Short problem 1
Repeat word for word everything in the text on Lev Leviev's businesses, from "Lev Leviev got" down to "of the West Bank.".

Extracted text
○ ○ ○ ○ ○ ○ ○

Diamond polishers at LLD earn Namibian $450 (US$56) a month, after deductions. This corresponds to less than two U.S. dollars a day, the figure most commonly used by international agencies to define the global poverty line.

LLD has a history of exploiting its workers. In 2006 the company, which only offered its workers temporary status, tried to force workers to sign contracts stating that they would not be paid until they reached certain production quotas. Only the workers’ struggle forced them to nullify the contracts.

LLD's Managing Director, K. Kapwanga, refuses engagement with the workers on fair terms. He has publicly threatened that "[t]he relevant employees will be issued with notices to appear before a disciplinary hearing committee, upon which if found guilty they may face severe penalties and possible dismissal." Enraged by the threat, workers have announced that they will boycott the disciplinary hearings, and have threatened to disrupt the operations of the company should the company fail to heed their demands.

Palestine:

Lev Leviev got his start by supporting Apartheid in South Africa, and reaping profits from that regime's diamond industry. Today his support is directed at Israeli apartheid where the profits are no less handsome. His construction companies build settlements that steal water and key agricultural areas from Palestinians, carve up Palestinian areas of the West Bank into isolated enclaves, and cut off Jerusalem from the West Bank. His most recent settlement construction projects - Mattityahu East in Modi’in Illit, Zufim, Maale Adumim and Har Homa - are central to Israel’s efforts to seize control of and annex strategic areas of the West Bank.

The people of Jayyous, the Palestinian town on whose lands the Zufim settlement is built, have addressed the world calling for a boycott of Lev Leviev because his settlement activities on the properties annexed by Israel's Apartheid Wall destroy their land and livelihoods. As one Jayyous farmer has put it: “85% of our people were farmers working in their fields or tending cattle. Today only 45 out of 3800 people can reach their lands and provide for the livelihoods of their families. Out of the 8,050 people from Jayyous, 3,250 already live abroad. Those of us who have stayed must struggle daily to defend our lands and rights.”

Adalah-NY, the Coalition for Justice in the Middle East (www.adalahny.org), in cooperation with the Palestinian Boycott, Divestment and Sanctions Campaign National Committee (BNC), a wide coalition of the largest Palestinian mass organizations, trade unions, networks and organizations, has been campaigning against Lev Leviev’s companies for their building of Israeli settlements in the West Bank in violation of international law, as well as his abuses of workers and communities from Angola to New York City. The BNC is the body set up by Palestinian civil society to coordinate the boycott, divestment and sanctions campaign launched in July 2005 with the initial endorsement of over 170 Palestinian organizations. One fruit of the campaign initiated by Adalah-NY has been UNICEF’s announcement on June 20th it would no longer accept donations from Leviev, which followed a similar decision by Oxfam International.

○ ○ ○ ○ ○ ○ ○

Exercise materials
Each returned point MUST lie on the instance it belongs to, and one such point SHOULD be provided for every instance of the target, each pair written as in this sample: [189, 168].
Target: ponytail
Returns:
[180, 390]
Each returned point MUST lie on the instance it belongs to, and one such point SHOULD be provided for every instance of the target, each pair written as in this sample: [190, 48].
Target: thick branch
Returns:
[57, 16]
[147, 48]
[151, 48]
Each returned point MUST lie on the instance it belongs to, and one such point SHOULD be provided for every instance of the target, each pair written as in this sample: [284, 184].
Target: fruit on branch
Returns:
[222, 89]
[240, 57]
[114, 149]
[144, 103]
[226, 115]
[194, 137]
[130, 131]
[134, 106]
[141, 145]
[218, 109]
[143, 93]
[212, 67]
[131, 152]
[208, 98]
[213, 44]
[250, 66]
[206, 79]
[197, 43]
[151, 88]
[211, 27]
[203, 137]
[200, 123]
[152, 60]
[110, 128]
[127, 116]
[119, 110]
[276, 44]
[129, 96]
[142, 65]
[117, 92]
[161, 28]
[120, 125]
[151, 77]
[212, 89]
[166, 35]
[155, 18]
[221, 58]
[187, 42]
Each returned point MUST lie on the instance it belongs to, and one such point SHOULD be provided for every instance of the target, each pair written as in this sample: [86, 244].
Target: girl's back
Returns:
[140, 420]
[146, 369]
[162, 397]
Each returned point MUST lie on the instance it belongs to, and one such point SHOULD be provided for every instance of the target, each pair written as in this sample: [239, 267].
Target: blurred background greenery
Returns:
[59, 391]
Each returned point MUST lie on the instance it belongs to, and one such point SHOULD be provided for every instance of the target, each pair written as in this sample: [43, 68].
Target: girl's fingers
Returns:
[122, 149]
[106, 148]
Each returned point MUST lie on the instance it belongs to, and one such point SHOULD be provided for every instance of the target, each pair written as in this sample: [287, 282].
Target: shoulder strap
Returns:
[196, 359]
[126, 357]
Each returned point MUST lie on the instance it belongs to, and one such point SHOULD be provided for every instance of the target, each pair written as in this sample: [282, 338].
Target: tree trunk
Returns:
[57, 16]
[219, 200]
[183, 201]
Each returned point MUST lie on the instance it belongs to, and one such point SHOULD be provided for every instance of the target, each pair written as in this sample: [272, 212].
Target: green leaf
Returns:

○ ○ ○ ○ ○ ○ ○

Short problem 2
Set out the listing as a Markdown table with the columns Row and Line, covering everything from the line that contains "sample: [86, 244]." down to the end of the listing. Number each row, put the line's text under Line, and skip blank lines.

Complete answer 1
Lev Leviev got his start by supporting Apartheid in South Africa, and reaping profits from that regime's diamond industry. Today his support is directed at Israeli apartheid where the profits are no less handsome. His construction companies build settlements that steal water and key agricultural areas from Palestinians, carve up Palestinian areas of the West Bank into isolated enclaves, and cut off Jerusalem from the West Bank. His most recent settlement construction projects - Mattityahu East in Modi’in Illit, Zufim, Maale Adumim and Har Homa - are central to Israel’s efforts to seize control of and annex strategic areas of the West Bank.

Complete answer 2
| Row | Line |
|---|---|
| 1 | Each returned point MUST lie on the instance it belongs to, and one such point SHOULD be provided for every instance of the target, each pair written as in this sample: [86, 244]. |
| 2 | Target: girl's back |
| 3 | Returns: |
| 4 | [140, 420] |
| 5 | [146, 369] |
| 6 | [162, 397] |
| 7 | Each returned point MUST lie on the instance it belongs to, and one such point SHOULD be provided for every instance of the target, each pair written as in this sample: [239, 267]. |
| 8 | Target: blurred background greenery |
| 9 | Returns: |
| 10 | [59, 391] |
| 11 | Each returned point MUST lie on the instance it belongs to, and one such point SHOULD be provided for every instance of the target, each pair written as in this sample: [43, 68]. |
| 12 | Target: girl's fingers |
| 13 | Returns: |
| 14 | [122, 149] |
| 15 | [106, 148] |
| 16 | Each returned point MUST lie on the instance it belongs to, and one such point SHOULD be provided for every instance of the target, each pair written as in this sample: [287, 282]. |
| 17 | Target: shoulder strap |
| 18 | Returns: |
| 19 | [196, 359] |
| 20 | [126, 357] |
| 21 | Each returned point MUST lie on the instance it belongs to, and one such point SHOULD be provided for every instance of the target, each pair written as in this sample: [282, 338]. |
| 22 | Target: tree trunk |
| 23 | Returns: |
| 24 | [57, 16] |
| 25 | [219, 200] |
| 26 | [183, 201] |
| 27 | Each returned point MUST lie on the instance it belongs to, and one such point SHOULD be provided for every instance of the target, each pair written as in this sample: [272, 212]. |
| 28 | Target: green leaf |
| 29 | Returns: |